## PROBLEM DETAILS
The lines to extract start at the one containing "Q: For the girl's face" and end with the last line; give them exactly and nothing more.

## SUPPLIED INFORMATION
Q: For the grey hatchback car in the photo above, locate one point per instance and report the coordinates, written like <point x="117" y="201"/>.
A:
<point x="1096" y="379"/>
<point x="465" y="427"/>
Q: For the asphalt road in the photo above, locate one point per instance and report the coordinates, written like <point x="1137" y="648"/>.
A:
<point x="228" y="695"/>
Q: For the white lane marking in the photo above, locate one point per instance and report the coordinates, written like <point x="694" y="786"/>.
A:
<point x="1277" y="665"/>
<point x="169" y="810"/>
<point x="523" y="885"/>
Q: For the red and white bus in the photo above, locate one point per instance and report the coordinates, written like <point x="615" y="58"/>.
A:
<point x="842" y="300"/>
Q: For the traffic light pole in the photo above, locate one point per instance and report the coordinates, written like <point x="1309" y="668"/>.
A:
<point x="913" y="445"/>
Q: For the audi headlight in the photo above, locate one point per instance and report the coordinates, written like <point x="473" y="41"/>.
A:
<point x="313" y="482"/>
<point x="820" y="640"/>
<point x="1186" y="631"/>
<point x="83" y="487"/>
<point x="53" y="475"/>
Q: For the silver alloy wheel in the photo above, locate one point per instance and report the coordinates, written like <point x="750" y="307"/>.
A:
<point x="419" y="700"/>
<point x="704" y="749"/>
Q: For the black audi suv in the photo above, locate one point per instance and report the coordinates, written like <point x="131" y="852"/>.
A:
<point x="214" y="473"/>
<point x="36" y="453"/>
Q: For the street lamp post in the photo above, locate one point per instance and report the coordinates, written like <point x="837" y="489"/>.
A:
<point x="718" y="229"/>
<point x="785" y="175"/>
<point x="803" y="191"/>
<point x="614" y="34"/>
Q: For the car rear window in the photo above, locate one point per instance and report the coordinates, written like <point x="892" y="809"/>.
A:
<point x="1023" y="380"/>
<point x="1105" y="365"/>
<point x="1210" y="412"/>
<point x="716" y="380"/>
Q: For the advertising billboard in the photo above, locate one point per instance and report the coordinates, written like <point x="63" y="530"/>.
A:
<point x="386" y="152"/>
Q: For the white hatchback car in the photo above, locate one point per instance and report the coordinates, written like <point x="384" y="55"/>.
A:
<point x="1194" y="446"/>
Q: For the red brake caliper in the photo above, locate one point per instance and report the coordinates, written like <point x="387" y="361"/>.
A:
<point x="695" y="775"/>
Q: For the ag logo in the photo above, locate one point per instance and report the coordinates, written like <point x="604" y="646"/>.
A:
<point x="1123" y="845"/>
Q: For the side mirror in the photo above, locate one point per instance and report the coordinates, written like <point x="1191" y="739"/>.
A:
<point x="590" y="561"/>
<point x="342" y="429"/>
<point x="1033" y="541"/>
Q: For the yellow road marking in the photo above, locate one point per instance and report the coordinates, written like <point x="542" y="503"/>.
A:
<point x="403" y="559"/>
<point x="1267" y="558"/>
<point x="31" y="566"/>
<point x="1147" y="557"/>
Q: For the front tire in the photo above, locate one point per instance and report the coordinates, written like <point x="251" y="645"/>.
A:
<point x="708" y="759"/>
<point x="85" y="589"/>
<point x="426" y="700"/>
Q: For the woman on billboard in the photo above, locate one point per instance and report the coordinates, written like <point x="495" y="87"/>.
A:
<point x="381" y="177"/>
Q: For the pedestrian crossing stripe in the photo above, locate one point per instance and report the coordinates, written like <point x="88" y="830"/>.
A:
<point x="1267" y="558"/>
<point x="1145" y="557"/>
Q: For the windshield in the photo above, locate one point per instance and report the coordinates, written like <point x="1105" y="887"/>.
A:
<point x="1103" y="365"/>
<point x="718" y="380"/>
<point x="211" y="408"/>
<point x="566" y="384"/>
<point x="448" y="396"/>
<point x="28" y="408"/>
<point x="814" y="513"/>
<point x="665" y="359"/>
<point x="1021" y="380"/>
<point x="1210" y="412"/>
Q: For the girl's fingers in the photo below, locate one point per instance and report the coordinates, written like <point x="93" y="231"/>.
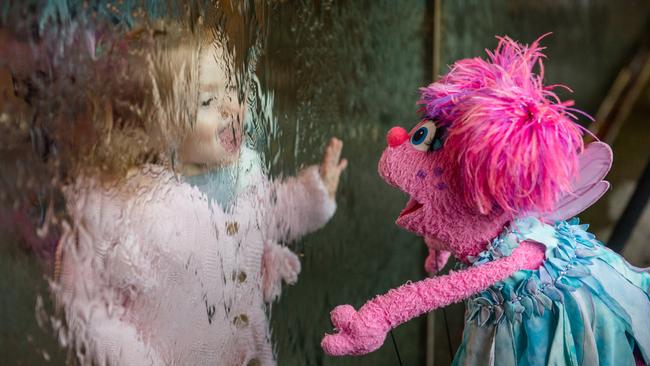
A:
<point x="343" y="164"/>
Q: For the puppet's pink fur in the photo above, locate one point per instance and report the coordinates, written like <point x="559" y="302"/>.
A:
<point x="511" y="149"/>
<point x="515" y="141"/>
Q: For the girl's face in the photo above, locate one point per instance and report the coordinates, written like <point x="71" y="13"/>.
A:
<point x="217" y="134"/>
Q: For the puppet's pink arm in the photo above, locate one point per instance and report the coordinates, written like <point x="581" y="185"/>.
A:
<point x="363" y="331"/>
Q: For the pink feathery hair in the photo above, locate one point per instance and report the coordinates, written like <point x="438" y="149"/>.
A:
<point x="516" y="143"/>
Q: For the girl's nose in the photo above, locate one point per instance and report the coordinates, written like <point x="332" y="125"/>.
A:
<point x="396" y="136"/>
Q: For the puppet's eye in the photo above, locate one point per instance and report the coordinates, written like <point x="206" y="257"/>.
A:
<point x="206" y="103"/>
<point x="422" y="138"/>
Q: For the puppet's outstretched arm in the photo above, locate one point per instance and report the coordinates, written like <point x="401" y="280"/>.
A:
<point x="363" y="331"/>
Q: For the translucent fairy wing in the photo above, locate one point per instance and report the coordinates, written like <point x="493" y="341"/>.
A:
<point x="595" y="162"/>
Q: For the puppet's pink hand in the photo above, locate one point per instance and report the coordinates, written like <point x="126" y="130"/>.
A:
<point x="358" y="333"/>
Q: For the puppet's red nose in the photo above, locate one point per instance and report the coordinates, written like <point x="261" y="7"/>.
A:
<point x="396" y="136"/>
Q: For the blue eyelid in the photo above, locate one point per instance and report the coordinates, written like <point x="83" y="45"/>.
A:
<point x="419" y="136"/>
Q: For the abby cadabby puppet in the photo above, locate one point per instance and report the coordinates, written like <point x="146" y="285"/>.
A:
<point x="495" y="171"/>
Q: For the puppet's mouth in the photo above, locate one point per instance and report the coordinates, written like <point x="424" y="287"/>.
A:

## WORKED SOLUTION
Q: For the girl's face in the photo above, locate one point per instance and report the coordinates, written like <point x="71" y="13"/>.
A:
<point x="217" y="134"/>
Q: For the puppet's pink arm in the photo above, locate one point per instance and report the coordinates, written like <point x="581" y="185"/>.
A:
<point x="363" y="331"/>
Q: For the pink feathery hair in the photo above, locate one point per instance and report the coordinates, written like <point x="438" y="149"/>.
A:
<point x="516" y="143"/>
Q: For the girl's nose in the photo above, locate one point per instance and report the coordinates, written like <point x="332" y="125"/>.
A:
<point x="396" y="136"/>
Q: For the puppet's eye in the photo above, locate one point per instance and report the coordinates, written like <point x="206" y="257"/>.
A:
<point x="206" y="103"/>
<point x="422" y="138"/>
Q: For the puppet's outstretched arm in the photo above, locate one point per instance and report the coordinates, written like <point x="401" y="280"/>.
A:
<point x="363" y="331"/>
Q: For the translucent fairy wing in the photo above, locate one point per instance and report the coordinates, written like <point x="493" y="341"/>.
A:
<point x="595" y="162"/>
Q: For the puppet's pink hand in the photo above, locate one point per instance and report the coordinates, written like <point x="126" y="130"/>.
A:
<point x="358" y="333"/>
Q: For the puppet's red nose in the photo above, locate one point per instance and report the coordinates, written like <point x="261" y="7"/>.
A:
<point x="396" y="136"/>
Q: For the blue eyelid in the photo above, locate one point per instance and report the coordinates, written like <point x="83" y="45"/>.
A:
<point x="419" y="136"/>
Q: For the abby cadabby puppet in the photo above, locate one point per instance and report the coordinates, written like <point x="146" y="285"/>.
A:
<point x="495" y="171"/>
Q: For the puppet's mouth in the photo above, locate one point per instance and report the coordinates, written like <point x="424" y="287"/>.
A:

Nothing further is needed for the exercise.